# START OF The records

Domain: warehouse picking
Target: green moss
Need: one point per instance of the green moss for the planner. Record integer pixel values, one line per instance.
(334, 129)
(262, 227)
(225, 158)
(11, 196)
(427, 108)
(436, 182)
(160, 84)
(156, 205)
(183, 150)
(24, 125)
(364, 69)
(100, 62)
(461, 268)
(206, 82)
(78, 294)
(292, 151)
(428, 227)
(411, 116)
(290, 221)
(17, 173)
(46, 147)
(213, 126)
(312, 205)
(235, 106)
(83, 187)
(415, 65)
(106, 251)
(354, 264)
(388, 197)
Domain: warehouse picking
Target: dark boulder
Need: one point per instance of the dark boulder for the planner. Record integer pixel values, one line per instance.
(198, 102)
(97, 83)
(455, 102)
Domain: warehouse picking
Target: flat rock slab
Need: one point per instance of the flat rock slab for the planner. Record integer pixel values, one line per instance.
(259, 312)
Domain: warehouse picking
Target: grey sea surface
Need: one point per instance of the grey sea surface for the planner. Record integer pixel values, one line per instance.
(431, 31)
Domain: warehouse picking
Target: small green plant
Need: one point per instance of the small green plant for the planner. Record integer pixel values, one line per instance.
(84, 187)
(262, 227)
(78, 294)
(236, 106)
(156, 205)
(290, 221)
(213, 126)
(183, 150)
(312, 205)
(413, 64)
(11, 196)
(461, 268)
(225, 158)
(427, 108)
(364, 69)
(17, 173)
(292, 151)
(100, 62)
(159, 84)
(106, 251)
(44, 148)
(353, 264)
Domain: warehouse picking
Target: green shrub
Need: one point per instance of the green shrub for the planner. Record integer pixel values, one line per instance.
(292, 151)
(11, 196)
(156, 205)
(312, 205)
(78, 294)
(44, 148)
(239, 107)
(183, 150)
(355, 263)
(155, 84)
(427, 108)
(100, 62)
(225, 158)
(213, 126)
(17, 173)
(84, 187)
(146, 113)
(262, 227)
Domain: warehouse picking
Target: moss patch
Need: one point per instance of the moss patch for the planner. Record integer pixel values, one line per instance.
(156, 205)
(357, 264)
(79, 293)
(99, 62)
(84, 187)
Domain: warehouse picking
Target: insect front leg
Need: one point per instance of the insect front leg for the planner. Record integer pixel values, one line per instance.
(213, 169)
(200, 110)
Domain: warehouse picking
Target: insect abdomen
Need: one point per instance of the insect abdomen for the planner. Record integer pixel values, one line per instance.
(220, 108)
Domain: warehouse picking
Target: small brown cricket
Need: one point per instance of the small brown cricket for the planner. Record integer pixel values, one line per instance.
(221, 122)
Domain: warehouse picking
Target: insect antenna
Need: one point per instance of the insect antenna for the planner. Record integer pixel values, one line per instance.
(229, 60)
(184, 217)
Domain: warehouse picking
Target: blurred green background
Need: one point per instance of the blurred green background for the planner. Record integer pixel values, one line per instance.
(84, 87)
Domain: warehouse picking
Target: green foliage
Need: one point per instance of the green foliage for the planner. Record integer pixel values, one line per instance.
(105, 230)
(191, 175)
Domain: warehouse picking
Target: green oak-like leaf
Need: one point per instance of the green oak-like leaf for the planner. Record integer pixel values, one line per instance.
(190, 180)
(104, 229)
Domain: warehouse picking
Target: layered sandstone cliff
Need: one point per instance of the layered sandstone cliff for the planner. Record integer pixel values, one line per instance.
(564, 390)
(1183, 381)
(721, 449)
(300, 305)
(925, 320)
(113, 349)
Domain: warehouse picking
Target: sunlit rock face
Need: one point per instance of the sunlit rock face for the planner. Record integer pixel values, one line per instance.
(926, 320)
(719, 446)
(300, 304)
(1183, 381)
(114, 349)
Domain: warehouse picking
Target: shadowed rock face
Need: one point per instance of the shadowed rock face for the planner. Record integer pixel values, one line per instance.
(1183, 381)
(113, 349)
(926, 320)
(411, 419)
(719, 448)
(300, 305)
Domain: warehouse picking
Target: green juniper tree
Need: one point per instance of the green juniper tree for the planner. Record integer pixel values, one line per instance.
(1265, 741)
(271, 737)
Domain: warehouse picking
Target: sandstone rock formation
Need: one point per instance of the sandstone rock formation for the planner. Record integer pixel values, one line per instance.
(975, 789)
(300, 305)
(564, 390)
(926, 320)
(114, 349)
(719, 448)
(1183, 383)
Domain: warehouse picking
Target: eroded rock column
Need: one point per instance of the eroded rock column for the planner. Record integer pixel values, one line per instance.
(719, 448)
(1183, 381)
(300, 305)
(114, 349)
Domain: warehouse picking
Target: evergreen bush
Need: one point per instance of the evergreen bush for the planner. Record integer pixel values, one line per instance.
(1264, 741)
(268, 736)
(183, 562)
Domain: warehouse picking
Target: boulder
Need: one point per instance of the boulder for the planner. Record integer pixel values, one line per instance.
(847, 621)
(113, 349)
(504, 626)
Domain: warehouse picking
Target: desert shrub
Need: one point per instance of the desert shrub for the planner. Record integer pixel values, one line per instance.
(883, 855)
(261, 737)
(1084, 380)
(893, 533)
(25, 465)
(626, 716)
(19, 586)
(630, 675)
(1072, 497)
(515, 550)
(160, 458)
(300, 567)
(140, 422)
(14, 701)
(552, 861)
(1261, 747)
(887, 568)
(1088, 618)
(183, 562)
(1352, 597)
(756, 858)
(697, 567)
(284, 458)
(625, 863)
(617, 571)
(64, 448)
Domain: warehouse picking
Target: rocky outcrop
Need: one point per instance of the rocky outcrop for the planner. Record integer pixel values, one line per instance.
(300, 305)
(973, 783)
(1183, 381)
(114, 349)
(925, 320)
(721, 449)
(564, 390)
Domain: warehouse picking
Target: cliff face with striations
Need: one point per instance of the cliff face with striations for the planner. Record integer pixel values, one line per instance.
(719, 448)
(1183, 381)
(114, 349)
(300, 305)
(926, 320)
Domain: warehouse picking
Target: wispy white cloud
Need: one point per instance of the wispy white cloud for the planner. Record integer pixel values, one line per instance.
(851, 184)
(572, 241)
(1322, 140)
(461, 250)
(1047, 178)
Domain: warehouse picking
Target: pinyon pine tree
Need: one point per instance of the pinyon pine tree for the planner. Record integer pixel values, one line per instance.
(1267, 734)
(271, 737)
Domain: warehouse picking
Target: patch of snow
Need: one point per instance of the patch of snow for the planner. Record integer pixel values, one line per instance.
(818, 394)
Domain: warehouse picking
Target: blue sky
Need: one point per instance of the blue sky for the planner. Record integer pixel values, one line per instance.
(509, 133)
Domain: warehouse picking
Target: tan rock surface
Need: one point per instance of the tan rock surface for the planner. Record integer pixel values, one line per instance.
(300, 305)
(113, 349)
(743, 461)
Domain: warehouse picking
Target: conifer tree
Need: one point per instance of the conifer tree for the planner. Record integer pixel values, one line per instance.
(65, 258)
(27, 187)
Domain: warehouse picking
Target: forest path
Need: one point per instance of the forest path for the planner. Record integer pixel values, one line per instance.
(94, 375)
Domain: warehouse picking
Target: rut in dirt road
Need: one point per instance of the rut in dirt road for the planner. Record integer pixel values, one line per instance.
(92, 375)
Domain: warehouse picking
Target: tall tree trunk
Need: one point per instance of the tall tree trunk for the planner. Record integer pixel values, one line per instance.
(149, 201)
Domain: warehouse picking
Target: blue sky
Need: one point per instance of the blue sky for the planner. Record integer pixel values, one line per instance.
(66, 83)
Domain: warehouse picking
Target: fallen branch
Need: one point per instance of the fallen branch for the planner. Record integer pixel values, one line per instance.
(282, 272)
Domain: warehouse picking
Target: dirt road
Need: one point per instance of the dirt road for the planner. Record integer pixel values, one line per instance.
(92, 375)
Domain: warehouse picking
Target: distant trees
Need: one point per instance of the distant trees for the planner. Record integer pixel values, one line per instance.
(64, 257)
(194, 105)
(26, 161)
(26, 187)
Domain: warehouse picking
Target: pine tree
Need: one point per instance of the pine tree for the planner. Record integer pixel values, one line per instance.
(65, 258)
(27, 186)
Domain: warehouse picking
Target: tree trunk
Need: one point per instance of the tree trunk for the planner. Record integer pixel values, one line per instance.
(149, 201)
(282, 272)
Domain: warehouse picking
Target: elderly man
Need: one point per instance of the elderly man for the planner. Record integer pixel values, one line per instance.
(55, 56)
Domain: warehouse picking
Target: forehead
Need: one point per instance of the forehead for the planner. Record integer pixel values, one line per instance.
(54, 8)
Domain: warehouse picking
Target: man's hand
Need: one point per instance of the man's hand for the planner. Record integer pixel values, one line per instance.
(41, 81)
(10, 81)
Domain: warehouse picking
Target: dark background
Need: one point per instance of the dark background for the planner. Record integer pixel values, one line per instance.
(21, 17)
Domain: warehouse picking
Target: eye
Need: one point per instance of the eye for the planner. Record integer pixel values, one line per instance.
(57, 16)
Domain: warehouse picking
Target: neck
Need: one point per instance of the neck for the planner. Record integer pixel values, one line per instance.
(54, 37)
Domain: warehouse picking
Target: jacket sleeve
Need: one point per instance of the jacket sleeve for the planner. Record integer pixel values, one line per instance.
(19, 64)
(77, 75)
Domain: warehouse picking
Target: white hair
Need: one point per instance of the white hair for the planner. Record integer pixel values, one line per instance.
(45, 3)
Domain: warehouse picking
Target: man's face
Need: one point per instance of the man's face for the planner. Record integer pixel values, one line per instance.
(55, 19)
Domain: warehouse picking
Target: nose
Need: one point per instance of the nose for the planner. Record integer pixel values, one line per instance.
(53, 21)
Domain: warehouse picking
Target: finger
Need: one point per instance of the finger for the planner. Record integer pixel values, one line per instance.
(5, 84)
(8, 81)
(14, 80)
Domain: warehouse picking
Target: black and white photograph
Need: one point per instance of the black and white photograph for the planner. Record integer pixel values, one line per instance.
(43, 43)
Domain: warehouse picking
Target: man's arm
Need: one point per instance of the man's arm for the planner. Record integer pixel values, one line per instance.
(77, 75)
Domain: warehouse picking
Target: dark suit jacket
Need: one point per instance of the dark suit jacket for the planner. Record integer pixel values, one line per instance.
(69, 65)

# END OF The records

_What is expected_. Collect every line of the items that contains the string "sleeve" and copy each one out.

_Response to the task_.
Target: jacket sleeve
Need: one point per instance of the jacket sleeve for the planner. Record integer pixel values, one line per instance.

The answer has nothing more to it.